■ **EXERCISE GOAL**
Pick out each line of the listing that contains the word "paper", matching case exactly, and reproduce those lines unchanged.

## BEGIN DATA IN THIS EXERCISE

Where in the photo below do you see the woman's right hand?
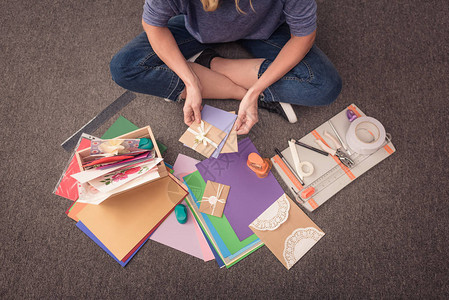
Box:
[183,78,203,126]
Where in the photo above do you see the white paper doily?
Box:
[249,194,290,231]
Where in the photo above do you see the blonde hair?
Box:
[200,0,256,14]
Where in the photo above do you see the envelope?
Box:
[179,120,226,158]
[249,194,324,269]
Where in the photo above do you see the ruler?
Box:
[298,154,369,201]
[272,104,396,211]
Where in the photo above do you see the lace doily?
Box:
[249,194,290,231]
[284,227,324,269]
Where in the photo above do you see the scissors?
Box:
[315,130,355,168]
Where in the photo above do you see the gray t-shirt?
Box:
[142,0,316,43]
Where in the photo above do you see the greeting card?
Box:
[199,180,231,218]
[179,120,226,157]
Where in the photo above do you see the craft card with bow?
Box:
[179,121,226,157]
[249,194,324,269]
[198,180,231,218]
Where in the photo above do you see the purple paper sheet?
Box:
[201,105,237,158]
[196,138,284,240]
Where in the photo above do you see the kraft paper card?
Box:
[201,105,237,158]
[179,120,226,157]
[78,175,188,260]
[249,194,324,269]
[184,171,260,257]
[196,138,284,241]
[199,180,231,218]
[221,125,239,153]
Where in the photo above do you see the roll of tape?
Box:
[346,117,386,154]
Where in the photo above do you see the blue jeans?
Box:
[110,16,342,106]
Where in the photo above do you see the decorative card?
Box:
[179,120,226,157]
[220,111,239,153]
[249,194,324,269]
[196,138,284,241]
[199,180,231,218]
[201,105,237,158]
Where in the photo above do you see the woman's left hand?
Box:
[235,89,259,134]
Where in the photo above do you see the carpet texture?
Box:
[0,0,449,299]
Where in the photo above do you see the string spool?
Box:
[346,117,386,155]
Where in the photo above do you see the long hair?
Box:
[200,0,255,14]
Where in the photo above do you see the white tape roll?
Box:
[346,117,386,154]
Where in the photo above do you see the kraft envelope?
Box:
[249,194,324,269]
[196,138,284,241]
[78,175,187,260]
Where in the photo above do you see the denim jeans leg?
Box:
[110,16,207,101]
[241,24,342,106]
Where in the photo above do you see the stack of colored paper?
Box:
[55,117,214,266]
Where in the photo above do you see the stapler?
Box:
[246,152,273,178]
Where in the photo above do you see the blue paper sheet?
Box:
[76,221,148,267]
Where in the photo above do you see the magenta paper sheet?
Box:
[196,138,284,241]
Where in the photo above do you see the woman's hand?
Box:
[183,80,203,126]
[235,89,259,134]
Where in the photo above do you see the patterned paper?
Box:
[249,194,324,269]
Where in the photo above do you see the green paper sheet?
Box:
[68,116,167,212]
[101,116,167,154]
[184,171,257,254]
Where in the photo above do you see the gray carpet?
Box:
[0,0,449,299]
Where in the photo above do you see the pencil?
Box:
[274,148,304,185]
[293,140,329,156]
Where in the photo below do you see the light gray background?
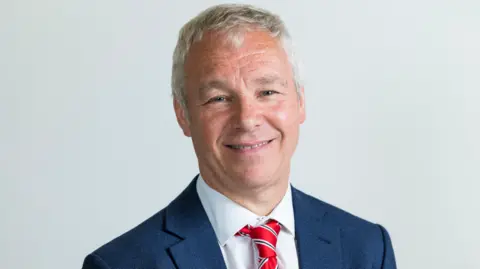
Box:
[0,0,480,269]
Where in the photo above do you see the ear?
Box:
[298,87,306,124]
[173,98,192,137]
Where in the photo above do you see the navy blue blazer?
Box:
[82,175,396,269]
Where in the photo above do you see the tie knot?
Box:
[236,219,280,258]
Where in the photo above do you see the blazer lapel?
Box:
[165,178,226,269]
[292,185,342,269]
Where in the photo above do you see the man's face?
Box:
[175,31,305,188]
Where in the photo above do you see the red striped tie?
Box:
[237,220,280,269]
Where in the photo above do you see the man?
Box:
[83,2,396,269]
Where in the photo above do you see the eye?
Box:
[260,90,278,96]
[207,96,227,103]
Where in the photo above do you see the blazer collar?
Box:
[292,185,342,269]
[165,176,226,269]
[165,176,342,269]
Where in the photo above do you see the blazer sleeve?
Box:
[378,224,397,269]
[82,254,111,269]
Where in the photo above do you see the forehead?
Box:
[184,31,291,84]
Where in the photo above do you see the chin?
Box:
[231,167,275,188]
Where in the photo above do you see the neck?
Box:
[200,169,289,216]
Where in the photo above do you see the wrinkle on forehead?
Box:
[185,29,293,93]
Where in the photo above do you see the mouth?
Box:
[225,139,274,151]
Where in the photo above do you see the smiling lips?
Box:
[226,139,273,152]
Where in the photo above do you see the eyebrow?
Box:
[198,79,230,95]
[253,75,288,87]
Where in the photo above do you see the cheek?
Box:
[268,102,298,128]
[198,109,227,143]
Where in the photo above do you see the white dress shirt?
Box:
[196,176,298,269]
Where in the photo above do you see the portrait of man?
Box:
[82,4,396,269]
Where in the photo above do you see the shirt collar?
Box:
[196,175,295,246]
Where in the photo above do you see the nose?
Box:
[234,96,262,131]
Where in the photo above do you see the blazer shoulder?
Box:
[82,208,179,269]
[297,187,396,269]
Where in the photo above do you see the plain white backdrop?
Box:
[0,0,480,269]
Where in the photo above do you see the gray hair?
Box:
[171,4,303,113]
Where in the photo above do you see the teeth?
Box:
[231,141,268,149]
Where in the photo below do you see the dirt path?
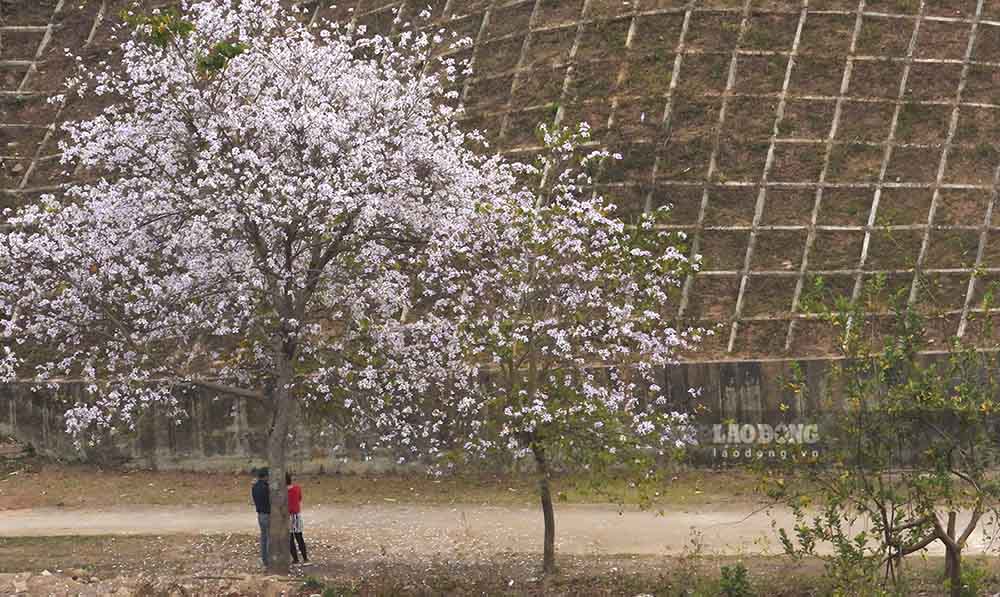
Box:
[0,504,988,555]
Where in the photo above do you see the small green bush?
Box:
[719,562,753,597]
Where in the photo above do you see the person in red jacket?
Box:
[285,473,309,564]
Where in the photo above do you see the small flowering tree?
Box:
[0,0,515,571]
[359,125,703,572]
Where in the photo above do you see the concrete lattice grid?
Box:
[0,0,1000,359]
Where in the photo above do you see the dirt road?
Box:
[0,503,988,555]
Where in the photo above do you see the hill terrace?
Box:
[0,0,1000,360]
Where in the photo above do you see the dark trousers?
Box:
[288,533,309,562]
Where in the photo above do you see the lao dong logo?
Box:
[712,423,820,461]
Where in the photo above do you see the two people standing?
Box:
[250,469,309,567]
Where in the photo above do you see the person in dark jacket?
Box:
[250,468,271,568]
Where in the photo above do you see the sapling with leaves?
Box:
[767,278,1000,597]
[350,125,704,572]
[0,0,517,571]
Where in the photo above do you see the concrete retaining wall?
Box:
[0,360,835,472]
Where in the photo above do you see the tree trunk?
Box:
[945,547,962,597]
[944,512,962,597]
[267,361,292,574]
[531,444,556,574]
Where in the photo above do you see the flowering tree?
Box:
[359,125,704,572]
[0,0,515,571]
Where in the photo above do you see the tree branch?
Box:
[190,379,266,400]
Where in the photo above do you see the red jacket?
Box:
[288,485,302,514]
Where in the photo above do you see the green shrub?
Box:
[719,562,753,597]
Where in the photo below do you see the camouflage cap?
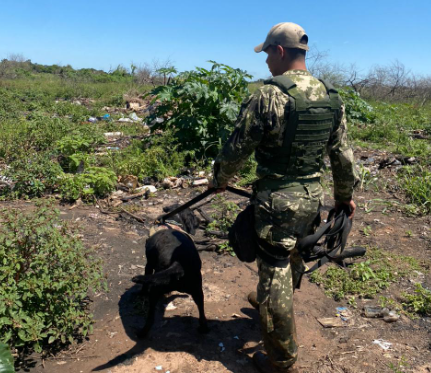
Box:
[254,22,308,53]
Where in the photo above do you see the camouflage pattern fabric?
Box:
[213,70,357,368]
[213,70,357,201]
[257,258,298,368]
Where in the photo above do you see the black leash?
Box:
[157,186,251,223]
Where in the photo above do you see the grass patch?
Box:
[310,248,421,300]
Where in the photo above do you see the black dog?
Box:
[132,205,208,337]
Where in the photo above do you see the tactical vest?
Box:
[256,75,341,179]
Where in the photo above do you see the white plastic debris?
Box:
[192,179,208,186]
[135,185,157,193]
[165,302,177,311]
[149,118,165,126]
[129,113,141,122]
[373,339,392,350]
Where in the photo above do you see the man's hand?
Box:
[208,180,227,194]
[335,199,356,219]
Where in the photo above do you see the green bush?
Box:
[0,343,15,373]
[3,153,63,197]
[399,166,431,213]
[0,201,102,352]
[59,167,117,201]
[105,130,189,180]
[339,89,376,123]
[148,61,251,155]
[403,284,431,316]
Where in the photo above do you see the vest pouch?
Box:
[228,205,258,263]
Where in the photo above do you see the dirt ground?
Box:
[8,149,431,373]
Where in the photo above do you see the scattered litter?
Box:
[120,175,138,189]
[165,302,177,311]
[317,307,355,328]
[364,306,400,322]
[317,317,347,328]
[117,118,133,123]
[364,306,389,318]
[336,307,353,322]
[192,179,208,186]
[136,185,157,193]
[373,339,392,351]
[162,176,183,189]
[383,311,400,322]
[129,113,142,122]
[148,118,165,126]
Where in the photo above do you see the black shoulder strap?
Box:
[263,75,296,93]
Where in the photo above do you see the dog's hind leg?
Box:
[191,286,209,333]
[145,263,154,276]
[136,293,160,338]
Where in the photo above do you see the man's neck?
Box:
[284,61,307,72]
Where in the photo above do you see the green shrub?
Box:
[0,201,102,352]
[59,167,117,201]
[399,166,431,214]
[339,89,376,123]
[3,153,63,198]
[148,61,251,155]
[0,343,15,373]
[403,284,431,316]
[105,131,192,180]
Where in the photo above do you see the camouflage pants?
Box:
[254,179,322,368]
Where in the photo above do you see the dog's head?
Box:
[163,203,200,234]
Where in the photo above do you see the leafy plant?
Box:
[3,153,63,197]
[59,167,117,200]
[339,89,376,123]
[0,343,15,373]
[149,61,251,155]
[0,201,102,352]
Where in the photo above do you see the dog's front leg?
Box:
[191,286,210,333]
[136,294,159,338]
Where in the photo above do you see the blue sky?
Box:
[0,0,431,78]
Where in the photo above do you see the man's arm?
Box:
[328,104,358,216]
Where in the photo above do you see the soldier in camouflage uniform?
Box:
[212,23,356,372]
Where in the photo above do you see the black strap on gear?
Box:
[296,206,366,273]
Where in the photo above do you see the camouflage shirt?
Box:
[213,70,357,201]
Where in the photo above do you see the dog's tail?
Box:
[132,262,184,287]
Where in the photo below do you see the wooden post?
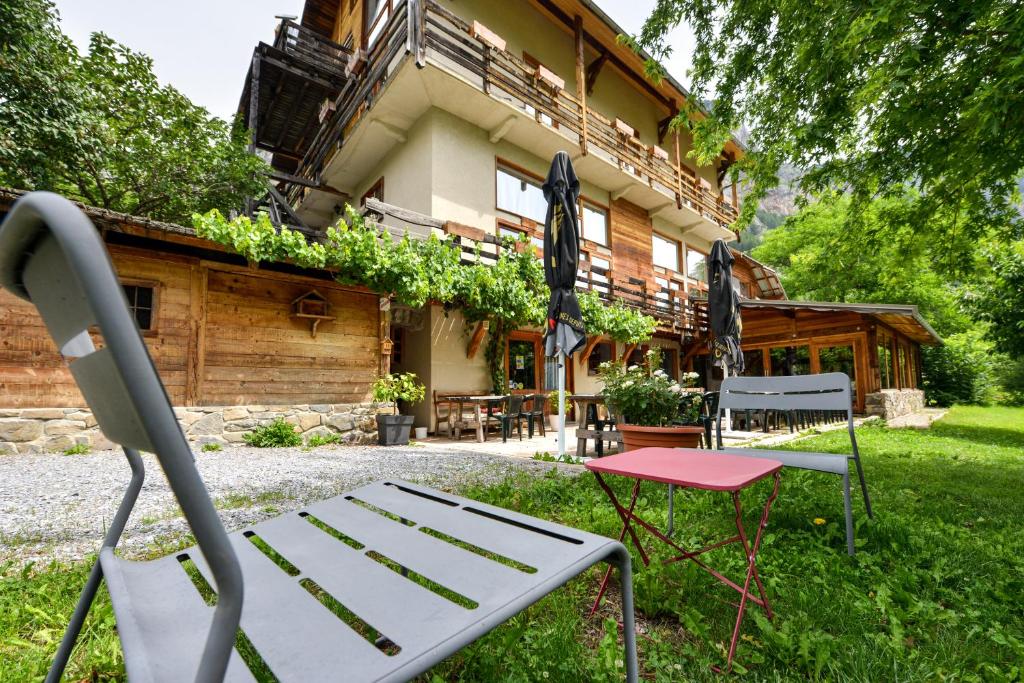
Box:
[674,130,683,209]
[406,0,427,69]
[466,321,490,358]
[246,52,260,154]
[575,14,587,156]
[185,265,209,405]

## END DATA IN THIS EXERCISE

■ **RESULT FOR THIS TASK**
Where in the photo above do you see the white paper doily?
Where in the photo above do you see the purple paper sheet?
Where in the photo above do you see the kraft paper card?
Where in the photo above do you see the stack of colored paper?
Where in the photo above do you see the blue paper sheet?
Where in the photo above do you see the magenta paper sheet?
Where in the photo above do you see the patterned paper?
Where in the photo above do you see the green paper sheet?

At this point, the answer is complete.